* [Extract to read]

THE ruling on Tuesday February 25, 2008 by the Presidential Election Tribunal to the effect that the polls were free and fair, was not just shocking, but robbed our beloved country of the chance for a fresh start and to show that we can do things better. It also plays up the stereotype that incompetence and electoral fraud is acceptable in Nigeria. The Justice James Ogebe-led presidential election petition tribunal had unanimously held that the former Head of State Muhammadu Buhari, who was the presidential flag bearer of the All Nigeria Peoples Party (ANPP) in the April 21, 2007 presidential election and his counterpart in the Action Congress (AC) Alhaji Atiku Abubakar, former Vice-President in the Obasanjo Administration, had failed to prove their claim that the election which brought Alhaji Umaru Musa Yar'Adua to power on April 21, 2007 was not conducted in substantial compliance with the Electoral Act, 2006.
"In conclusion", the tribunal's judgment, which was read by Justice John Afolabi Fabiyi (JCA), forcefully declared, "this petition has been plagued by want of evidence in proof of virtually all the allegations contained therein", adding that "even if I were to accept all the excluded evidence proffered by the petitioner, which evidence relates only to four states of the federation, the petitioner would still have been unable to establish this petition..."
The April 14 and 21 general elections, which were bungled by the inept and inordinately partisan so-called Independent National Electoral Commission (INEC), presided over by Prof. Maurice Iwu, were universally condemned as a plague, a national disgrace and a reproach to the collective aspirations of all Nigerians. Max Van Den Berg, the European Union (EU) Chief Observer of the said elections, had this to say: "The EU observers witnessed many examples of fraud, including ballot box stuffing, multiple voting, intimidation of voters, alteration of official result forms, stealing of sensitive polling materials, vote buying and under-age voting", adding that "INEC's selectivity and inconsistency with regard to the application, and enforcement of electoral laws and court orders were apparent in a number of instances..." Local commentators were just as critical of the farcical exercise called April 2007 general elections. Even the greatest beneficiary of the elections, President Musa Yar'Adua, openly acknowledged the flaws in the elections. But the Presidential Election Petition Tribunal glossed over all this to the utter consternation of the public.
If anything, the ruling of the Tribunal has re-affirmed the notion that the law is indeed an ass. It is common knowledge that every judgment is as good as the quality of submissions made before the judge, who, more often than not, may twist legal gaffes and hiatuses in the law in the interest of some socio-political considerations. Unfortunately, the Tribunal overplayed its hands in this instance. For example, the tribunal claimed that the counsel to the petitioners failed to abide by the provisions of the election tribunal and court practice directions 2007, a failure which proved fatal to their case against the major respondents, President Umaru Yar'Adua and Vice-President Goodluck Jonathan.

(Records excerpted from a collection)
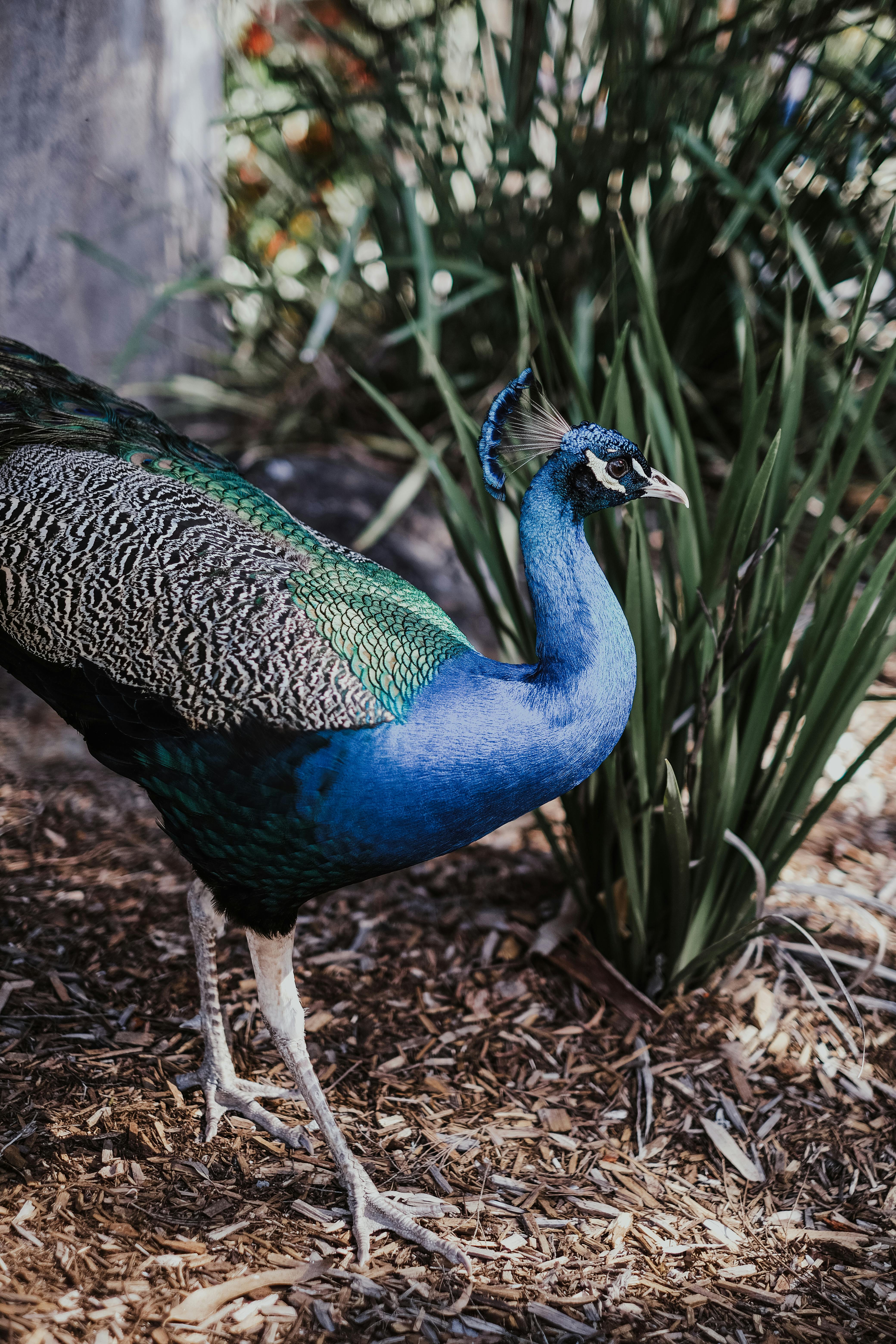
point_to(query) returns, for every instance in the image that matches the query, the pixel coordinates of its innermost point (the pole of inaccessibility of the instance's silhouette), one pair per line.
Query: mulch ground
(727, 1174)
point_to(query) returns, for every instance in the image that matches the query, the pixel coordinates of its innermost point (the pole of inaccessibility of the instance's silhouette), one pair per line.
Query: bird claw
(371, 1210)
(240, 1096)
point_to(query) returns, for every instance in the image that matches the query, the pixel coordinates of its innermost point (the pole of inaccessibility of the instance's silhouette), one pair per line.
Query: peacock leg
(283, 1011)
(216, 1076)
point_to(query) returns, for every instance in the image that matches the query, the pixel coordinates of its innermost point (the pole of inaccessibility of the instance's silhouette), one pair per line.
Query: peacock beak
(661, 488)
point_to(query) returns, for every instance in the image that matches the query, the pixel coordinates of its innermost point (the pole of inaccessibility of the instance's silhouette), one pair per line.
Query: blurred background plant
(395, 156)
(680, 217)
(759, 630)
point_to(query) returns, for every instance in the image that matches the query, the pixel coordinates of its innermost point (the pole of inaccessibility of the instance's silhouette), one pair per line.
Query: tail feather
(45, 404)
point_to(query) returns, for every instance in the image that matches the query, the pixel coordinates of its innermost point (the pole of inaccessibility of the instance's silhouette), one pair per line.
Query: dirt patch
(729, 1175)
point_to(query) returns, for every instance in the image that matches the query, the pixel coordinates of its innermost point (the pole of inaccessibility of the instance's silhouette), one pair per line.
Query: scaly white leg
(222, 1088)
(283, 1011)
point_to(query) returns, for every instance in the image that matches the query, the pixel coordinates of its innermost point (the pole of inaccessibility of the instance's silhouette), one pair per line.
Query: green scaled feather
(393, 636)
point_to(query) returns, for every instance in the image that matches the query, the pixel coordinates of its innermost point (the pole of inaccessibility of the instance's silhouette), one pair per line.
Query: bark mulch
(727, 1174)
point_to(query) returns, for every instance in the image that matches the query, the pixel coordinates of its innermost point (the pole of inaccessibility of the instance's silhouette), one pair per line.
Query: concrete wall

* [The task] Could you set down, word for word, the part of the editorial on the tribunal ruling starting with "If anything, the" and going on through "Vice-President Goodluck Jonathan."?

* [Reply]
If anything, the ruling of the Tribunal has re-affirmed the notion that the law is indeed an ass. It is common knowledge that every judgment is as good as the quality of submissions made before the judge, who, more often than not, may twist legal gaffes and hiatuses in the law in the interest of some socio-political considerations. Unfortunately, the Tribunal overplayed its hands in this instance. For example, the tribunal claimed that the counsel to the petitioners failed to abide by the provisions of the election tribunal and court practice directions 2007, a failure which proved fatal to their case against the major respondents, President Umaru Yar'Adua and Vice-President Goodluck Jonathan.